■ **REQUIRED ACTION 1**
Decide whether each statement agrees with the Mpower article: (a) the system needs a keyboard, (b) a variant of the system is being tested in a nursing home in Poland, (c) the system runs on a server in Spain. Answer yes or no for each and quote the deciding words.
■ **REQUIRED ACTION 2**
Please reproduce the Mpower article word for word, everything from "Another useful feature" down to "day-care unit today?".

■ **GIVEN PASSAGE**
- - -

News
Touchscreen computer system helps dementia patients cope with daily
living
27 June 2009
The EU-funded Mpower project has developed a computer system with a
touchscreen to help elderly people remember important information for
daily living and communicate with carers and relatives. It is now being
tested in Norway by Scandinavian research organisation SINTEF Group.
In all developed countries the labour force in the health services is
shrinking, there are more and more old people, and a very high
proportion of them are plagued by deteriorating short and long-term
memory. All this has created a need for computer-based solutions that
will enable elderly people to live safely in their own homes. At the
same time, the technology needed to take special care of them is
expensive and in addition, different standards for home sensors create
problems.
This situation formed the backcloth for the EU’s decision a couple of
years ago to launch a series of projects to make it simpler for industry
to develop new equipment in this field. The Mpower project has the aim
to create a computer platform that could be used for various purposes
and meet a wide range of needs among its target group.
Reminder board
The system developed in Norway is a simple communication system based
on a computer screen, aimed at elderly people who live at home but whose
memory is failing. No keyboard is needed, only a touch on the screen,
which displays the sun and the moon to indicate whether it is day or
night, while a large clock-face shows the time.
“This is also a system for sharing information”, explains project
manager Marius Mikalsen. The families of these patients are often
anxious about how it is going with their parents, and this allows both
them and the home help to enter messages that will be automatically
displayed by the system.
On the screen, for example, the elderly person might find the message
“Remember to drink some water”, or “Take the number 52 bus”. Or current
messages such as “The home help will be coming at nine o’clock this
morning to give you a shower”.

Volunteers testing the Mpower touchscreen computer
system.
Photo: SINTEF Technology and Society.
Another useful feature is that family members can also access the
system to check whether the elderly person’s appointments have been
kept. Has she been to the doctor? Has he remembered to go to the
day-care unit today?
“SINTEF has been project manager here, and it is nice to think that
what we are now testing in Norway was develop by the University of
Cyprus in collaboration with two Spanish companies, and that it runs on
a server in Austria,” says Mikalsen.
Trials
Since last summer, a handful of elderly people have been trialling
the system in Trondheim and Grimstad. Meanwhile, a variant of the system
is being tested in a nursing home near Krakow in Poland. This version
uses sensors and GPS to offer smart solutions both in the house and
outdoors to sound the alarm if and elderly person is moving around in an
unsafe area.
Mpower is coming to an end this month (June). SINTEF will try to
prolong the project in collaboration with Trondheim’s local authorities.

- - -

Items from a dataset
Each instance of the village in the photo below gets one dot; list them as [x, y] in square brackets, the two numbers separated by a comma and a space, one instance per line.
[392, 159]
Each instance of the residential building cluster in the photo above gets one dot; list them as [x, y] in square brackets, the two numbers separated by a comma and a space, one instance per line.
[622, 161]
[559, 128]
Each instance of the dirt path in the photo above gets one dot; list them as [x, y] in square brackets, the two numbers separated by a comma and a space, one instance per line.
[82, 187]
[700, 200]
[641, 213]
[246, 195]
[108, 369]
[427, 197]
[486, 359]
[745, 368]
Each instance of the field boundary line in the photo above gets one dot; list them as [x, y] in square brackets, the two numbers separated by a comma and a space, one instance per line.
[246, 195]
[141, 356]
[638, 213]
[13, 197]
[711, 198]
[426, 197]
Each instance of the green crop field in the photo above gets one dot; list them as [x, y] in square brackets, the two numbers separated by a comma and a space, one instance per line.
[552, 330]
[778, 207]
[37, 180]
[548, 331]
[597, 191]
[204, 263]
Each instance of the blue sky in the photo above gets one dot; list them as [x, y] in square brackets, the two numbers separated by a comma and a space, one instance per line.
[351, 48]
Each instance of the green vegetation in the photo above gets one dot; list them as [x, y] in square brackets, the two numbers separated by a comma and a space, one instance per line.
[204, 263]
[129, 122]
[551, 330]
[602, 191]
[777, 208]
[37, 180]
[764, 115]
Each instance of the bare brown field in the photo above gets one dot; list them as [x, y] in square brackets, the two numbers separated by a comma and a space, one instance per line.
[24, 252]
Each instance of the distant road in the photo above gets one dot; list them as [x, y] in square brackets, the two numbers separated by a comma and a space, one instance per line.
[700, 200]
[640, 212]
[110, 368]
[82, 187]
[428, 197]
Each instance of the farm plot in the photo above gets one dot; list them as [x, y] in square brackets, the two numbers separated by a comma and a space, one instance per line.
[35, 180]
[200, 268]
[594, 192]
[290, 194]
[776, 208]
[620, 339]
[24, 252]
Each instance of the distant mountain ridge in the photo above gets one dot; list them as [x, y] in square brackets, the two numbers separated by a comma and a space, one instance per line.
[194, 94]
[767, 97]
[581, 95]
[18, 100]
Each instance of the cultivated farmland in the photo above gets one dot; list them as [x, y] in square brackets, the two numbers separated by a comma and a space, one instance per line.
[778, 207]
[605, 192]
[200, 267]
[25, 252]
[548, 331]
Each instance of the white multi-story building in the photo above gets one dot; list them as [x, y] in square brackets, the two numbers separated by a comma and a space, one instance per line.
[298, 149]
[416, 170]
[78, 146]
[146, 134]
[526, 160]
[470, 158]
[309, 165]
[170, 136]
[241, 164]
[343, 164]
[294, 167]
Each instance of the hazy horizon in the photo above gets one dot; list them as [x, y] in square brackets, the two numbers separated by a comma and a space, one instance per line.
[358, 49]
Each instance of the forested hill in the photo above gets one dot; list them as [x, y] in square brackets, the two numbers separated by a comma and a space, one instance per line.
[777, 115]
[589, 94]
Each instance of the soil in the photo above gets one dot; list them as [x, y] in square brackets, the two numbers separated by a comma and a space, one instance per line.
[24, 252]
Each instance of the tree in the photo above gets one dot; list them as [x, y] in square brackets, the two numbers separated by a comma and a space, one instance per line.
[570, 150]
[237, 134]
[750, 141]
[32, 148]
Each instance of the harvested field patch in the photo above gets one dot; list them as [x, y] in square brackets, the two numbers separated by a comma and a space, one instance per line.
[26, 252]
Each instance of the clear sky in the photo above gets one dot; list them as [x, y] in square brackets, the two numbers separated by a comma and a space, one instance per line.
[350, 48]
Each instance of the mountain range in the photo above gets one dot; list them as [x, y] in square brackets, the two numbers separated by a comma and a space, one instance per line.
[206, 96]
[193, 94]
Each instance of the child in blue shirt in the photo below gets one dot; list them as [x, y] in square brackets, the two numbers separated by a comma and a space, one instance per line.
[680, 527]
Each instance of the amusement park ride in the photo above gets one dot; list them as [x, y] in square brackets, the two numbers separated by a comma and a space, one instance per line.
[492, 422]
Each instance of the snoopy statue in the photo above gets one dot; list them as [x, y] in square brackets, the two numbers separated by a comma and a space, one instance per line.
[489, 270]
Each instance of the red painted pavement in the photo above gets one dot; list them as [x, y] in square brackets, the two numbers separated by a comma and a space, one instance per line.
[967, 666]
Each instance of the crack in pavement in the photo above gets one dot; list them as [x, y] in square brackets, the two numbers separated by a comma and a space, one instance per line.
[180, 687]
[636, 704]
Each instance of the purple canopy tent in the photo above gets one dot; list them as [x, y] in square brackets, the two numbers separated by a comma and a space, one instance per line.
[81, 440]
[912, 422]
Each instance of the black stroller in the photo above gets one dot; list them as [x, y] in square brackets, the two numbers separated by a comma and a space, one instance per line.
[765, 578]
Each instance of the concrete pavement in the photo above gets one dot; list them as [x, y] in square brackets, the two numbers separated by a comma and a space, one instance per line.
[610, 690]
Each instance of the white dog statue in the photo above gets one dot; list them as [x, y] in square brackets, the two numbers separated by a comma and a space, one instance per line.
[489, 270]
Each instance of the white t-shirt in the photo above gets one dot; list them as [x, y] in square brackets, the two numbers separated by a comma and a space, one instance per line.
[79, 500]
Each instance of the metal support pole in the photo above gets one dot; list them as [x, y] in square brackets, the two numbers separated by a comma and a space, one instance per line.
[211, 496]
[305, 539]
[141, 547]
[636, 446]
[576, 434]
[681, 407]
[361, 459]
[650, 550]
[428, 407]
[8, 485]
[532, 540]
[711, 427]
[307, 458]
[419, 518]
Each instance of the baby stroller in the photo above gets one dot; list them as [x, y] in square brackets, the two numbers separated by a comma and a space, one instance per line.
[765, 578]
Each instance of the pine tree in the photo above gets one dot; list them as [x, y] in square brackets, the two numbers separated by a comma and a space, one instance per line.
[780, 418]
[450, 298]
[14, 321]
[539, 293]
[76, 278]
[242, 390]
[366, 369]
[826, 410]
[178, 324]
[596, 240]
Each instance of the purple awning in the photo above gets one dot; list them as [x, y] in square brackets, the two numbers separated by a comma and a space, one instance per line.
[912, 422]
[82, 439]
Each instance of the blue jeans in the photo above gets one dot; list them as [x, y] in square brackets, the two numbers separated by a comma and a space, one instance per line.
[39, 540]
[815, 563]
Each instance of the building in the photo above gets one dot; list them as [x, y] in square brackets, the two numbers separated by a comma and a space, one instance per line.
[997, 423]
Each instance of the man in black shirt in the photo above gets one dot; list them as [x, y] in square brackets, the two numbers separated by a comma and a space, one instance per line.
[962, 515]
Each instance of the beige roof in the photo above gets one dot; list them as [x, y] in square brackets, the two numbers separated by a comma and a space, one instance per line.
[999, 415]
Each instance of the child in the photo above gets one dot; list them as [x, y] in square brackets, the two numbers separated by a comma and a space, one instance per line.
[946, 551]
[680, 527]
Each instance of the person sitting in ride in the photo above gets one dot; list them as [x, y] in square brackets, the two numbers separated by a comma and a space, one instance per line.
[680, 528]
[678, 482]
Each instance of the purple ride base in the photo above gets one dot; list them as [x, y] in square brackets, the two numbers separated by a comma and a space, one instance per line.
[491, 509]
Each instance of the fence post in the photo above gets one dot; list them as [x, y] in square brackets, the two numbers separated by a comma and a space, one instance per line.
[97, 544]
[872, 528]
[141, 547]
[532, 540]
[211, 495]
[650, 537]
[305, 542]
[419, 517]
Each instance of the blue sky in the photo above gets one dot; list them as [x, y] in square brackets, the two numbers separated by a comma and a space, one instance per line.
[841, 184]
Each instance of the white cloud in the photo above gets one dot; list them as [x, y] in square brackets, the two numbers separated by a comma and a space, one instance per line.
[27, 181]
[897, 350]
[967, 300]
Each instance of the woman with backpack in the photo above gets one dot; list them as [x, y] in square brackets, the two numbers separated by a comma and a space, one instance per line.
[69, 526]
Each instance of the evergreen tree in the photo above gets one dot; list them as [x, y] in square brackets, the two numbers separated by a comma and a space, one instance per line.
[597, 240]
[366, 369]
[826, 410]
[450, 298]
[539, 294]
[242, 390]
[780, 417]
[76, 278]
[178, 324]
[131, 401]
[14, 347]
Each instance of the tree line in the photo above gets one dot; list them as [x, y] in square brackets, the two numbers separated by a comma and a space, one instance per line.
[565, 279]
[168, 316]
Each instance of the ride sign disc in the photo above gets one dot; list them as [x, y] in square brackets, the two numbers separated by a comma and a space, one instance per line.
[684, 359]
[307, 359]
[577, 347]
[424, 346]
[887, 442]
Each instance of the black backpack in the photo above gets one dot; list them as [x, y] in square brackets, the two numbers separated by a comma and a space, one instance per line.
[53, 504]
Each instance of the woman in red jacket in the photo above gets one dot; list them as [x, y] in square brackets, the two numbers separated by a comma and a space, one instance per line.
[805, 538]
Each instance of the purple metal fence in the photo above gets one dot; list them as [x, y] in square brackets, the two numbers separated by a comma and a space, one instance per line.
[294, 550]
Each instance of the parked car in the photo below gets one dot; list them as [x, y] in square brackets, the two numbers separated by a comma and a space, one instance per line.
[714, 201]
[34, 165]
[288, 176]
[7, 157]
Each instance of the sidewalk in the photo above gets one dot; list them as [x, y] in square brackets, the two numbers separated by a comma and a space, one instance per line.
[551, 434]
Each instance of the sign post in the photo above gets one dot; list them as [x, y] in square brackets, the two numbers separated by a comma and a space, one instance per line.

- - -

■ **TASK ANSWER 1**
(a) No: "No keyboard is needed, only a touch on the screen"
(b) Yes: "a variant of the system is being tested in a nursing home near Krakow in Poland"
(c) No: "it runs on a server in Austria"

■ **TASK ANSWER 2**
Another useful feature is that family members can also access the
system to check whether the elderly person’s appointments have been
kept. Has she been to the doctor? Has he remembered to go to the
day-care unit today?